_TO DO_. Copy every one of the lines below word for word, and leave the pictures out of your copy.
==*==
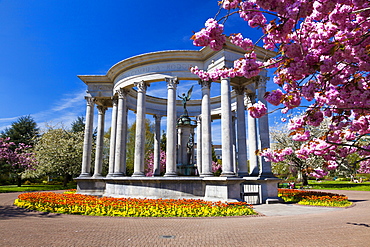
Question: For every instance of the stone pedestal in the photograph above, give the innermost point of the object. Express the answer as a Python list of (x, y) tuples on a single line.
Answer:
[(185, 147)]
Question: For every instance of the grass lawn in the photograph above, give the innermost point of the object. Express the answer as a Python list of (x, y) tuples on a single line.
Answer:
[(339, 185), (40, 187)]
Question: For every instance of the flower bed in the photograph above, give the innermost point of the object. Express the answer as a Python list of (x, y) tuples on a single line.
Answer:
[(129, 207), (314, 198)]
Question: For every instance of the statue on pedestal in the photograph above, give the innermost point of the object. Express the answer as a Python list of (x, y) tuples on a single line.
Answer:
[(186, 98)]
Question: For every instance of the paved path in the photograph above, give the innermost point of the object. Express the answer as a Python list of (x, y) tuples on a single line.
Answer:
[(292, 226)]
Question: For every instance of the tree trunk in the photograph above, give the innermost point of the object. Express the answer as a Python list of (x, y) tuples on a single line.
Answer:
[(65, 180), (19, 181), (304, 179)]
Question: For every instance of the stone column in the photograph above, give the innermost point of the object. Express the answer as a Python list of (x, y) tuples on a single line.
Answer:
[(226, 128), (252, 139), (140, 129), (206, 130), (112, 145), (241, 129), (235, 167), (99, 142), (263, 127), (199, 144), (86, 153), (171, 128), (157, 146), (121, 135)]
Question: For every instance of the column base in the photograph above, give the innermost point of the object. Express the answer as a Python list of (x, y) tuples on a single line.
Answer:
[(267, 175), (118, 174), (228, 174), (243, 174), (138, 174), (206, 175), (84, 175), (170, 174)]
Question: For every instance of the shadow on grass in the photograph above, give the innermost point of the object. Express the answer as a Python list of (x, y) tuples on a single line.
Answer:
[(11, 212)]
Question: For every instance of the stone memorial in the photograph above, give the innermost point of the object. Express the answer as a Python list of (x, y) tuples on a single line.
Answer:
[(124, 88)]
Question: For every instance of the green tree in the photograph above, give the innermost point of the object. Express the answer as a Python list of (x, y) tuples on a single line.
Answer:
[(59, 152), (24, 130), (149, 142)]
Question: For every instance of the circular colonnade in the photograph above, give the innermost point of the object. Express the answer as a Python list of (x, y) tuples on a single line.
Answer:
[(124, 88)]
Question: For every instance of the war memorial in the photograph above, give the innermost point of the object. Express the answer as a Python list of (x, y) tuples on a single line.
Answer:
[(245, 176)]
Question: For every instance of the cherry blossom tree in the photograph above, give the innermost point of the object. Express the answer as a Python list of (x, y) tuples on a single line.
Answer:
[(17, 157), (322, 57)]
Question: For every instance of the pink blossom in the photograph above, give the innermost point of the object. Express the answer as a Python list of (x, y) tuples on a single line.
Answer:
[(257, 110), (301, 136), (245, 44), (274, 97)]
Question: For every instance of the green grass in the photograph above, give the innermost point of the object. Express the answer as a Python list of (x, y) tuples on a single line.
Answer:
[(339, 185), (40, 187)]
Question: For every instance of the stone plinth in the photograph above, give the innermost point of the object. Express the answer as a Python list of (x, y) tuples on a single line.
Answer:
[(268, 186), (209, 188), (185, 147)]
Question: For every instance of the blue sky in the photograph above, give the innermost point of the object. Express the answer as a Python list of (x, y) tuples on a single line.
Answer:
[(44, 45)]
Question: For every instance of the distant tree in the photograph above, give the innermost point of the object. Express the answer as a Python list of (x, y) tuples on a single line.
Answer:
[(17, 157), (59, 152), (24, 130), (130, 147), (78, 125)]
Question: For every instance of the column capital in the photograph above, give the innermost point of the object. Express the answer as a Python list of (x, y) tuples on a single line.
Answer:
[(122, 93), (262, 81), (141, 86), (90, 101), (172, 82), (115, 101), (101, 109), (157, 117), (205, 84)]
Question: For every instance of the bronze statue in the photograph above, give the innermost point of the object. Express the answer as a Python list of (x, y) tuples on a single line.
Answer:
[(186, 98)]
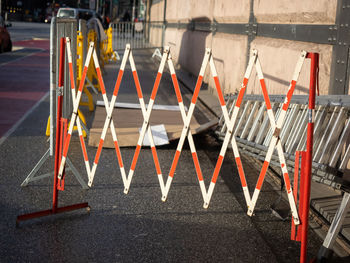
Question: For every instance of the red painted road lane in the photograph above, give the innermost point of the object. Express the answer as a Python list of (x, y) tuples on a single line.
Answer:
[(23, 82)]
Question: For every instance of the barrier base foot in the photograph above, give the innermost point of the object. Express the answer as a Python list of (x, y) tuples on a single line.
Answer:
[(58, 210)]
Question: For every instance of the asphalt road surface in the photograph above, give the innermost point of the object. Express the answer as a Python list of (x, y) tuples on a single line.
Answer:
[(137, 227)]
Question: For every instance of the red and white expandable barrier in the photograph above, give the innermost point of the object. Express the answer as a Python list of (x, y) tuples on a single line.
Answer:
[(72, 81), (75, 111), (275, 141)]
==*==
_WRITTEN REPLY_.
Question: For every instance of the stone pedestal in the photograph above, give the innermost point of the object. Express the answer as a Python list of (x, y) tuples on a single line.
Answer:
[(185, 147)]
Question: For every instance of the grass lawn in the photograph above, give the innermost point of the object. Express the answer as a Python list of (x, y) tuples on a single line.
Answer:
[(339, 185), (40, 187)]
Question: For every instance of the flower bed in the photograph above, give the innermost point of the object. Express the answer as a Python list of (x, y) tuples on a single line.
Answer:
[(129, 207), (314, 198)]
Question: For every instance of the statue on pedestal in the photograph above, give the innermost point of the object. Express the answer as a Python list of (x, y) tuples on a single line.
Answer:
[(186, 98)]
Question: For every instance of the paved path in the photograph above, give the innermost point of the object. Express the answer as a Python list of (x, y) tuples on a single line.
Answer:
[(292, 226)]
Question: For every instance of the tree trunk in the photograph above, give the innermost point of the object. Express the answer as a Python list of (x, y) tuples on a single line.
Answer:
[(65, 180), (19, 181), (304, 179)]
Question: For every instance of the stone column in the photograph above, give the innermost point of the object. Express the answer as a Python list of (x, y) tuples on a single line.
Answer:
[(226, 128), (252, 139), (140, 129), (206, 130), (112, 145), (241, 129), (235, 167), (99, 142), (263, 127), (199, 144), (86, 153), (171, 128), (157, 146), (121, 135)]
Question: For every instance of the column base in the photograph above, give the innermost point of the object. Express the answer as a Python list of (x, y) tuples on a single line.
Answer:
[(267, 175), (118, 174), (228, 174), (243, 174), (138, 174), (206, 175), (84, 175), (170, 174)]
Question: For every instance of the shadow on grass in the photograph above, give the innermost point of the object. Express the answer as a Python list of (x, y) tuples on a single line.
Answer:
[(11, 212)]
Question: For every instance of the stone memorial in the photograph above, give the innermost point of the object. Express the answer as a Python list of (x, y) tuples on a single line.
Answer:
[(124, 88)]
Question: For every instance of the green tree in the photograph above, give the innermost point of the object. Express the answer as a Python list of (x, y) tuples on a single line.
Answer:
[(59, 152), (24, 130), (149, 142)]
Question: For every instance of the circular colonnade in the photograph above, give the innermost point of the object. Express the answer as a Python list of (x, y) tuples on a single line.
Answer:
[(124, 88)]
Question: For every instance of the war memorial in the photograph above, give the innermost point of the object. Express the answer as a Python list of (x, y) tuples on a single line.
Answer:
[(245, 176)]
Question: For every instance of the cherry blossom tree in the photograph above, give the innermost point of the object. Express the answer as a Python list of (x, y) tuples on a single line.
Answer:
[(17, 157), (322, 57)]
Question: For every instance of the pink blossom in the photograph above, give the innermost point of the object. Express the answer as a Python list of (x, y) tuples on a single line.
Answer:
[(257, 110), (301, 136), (245, 44), (274, 97)]
Question: For every instance of the green grass in the photograph above, give the innermost point of the object. Express the answer as a Python list of (x, y) tuples on a single line.
Answer:
[(339, 185), (40, 187)]
Question: For every instance of the stone plinth in the photograph above, give the innermost point of the object. Express the answer as a Python list of (x, y) tuples on a single line.
Answer:
[(268, 186), (209, 188), (185, 147)]
Question: For every instance of the blue sky in the photograph above, give the innermost point of the object. Express the answer as a Python list of (x, y) tuples on a single line.
Answer:
[(44, 45)]
Question: For every instance of the distant tree in the photograph above, give the innermost point of the object. Express the answer as a Python list of (x, y) tuples on a single line.
Answer:
[(17, 157), (59, 152), (24, 130), (130, 147), (78, 125)]
Question: For every instance of the column capital in the photograph above, give the innermost point of the object. Express the answer as a Python list of (x, y) tuples on a single line.
Answer:
[(122, 93), (262, 81), (141, 86), (90, 101), (172, 82), (115, 101), (101, 109), (157, 117), (205, 84)]
Question: For every instance of the bronze statue in the photograph above, give the innermost point of the object. Express the answer as a Python list of (x, y) tuples on a single line.
Answer:
[(186, 98)]
Question: For every instance of the red painted road lane in the photograph above, give the innermost point of the object. Express the answer as a Python list of (x, y) tuples on a single line.
Answer:
[(23, 82)]
Question: For every instance of the barrier base foot in the photograph above, give the innermost point of the object. Express the answer as a Python list of (x, y) tuples on a single line.
Answer:
[(58, 210)]
Question: For every instance of the asphalt road surface in the photograph above, give the innermost point of the object. Express the answer as a Python list of (x, y) tuples on a single line.
Answer:
[(137, 227)]
Question: For every instance of the red and white expandable barrier in the photograph above, give the innermost point of the object. Express the answer as a Python list of (x, y) tuples on a single line.
Answer:
[(72, 81), (75, 111), (275, 141)]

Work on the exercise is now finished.